Please rewrite the rows below with "marker" swapped for "pin" and everything else unchanged. Leave the pictures out.

------

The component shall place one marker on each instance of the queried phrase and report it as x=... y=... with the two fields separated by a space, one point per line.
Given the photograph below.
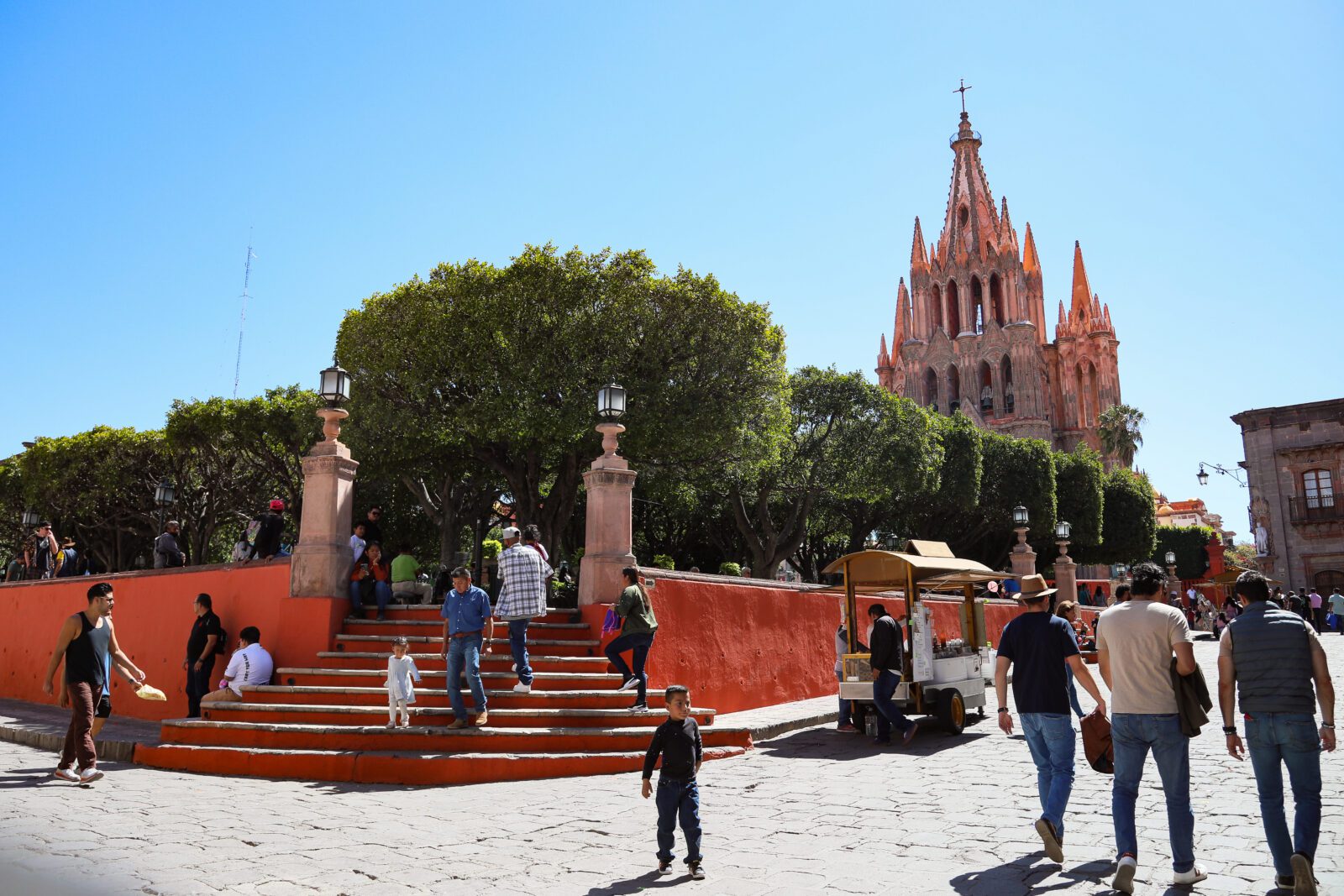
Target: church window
x=1319 y=490
x=978 y=305
x=953 y=309
x=996 y=298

------

- RESULT OF THIS EXERCISE
The component shall place one pin on each instance of the queried phrase and report it as x=... y=... with the two fields separated by a space, one point per line.
Given the photograph below.
Target: church window
x=1319 y=490
x=978 y=305
x=953 y=309
x=996 y=298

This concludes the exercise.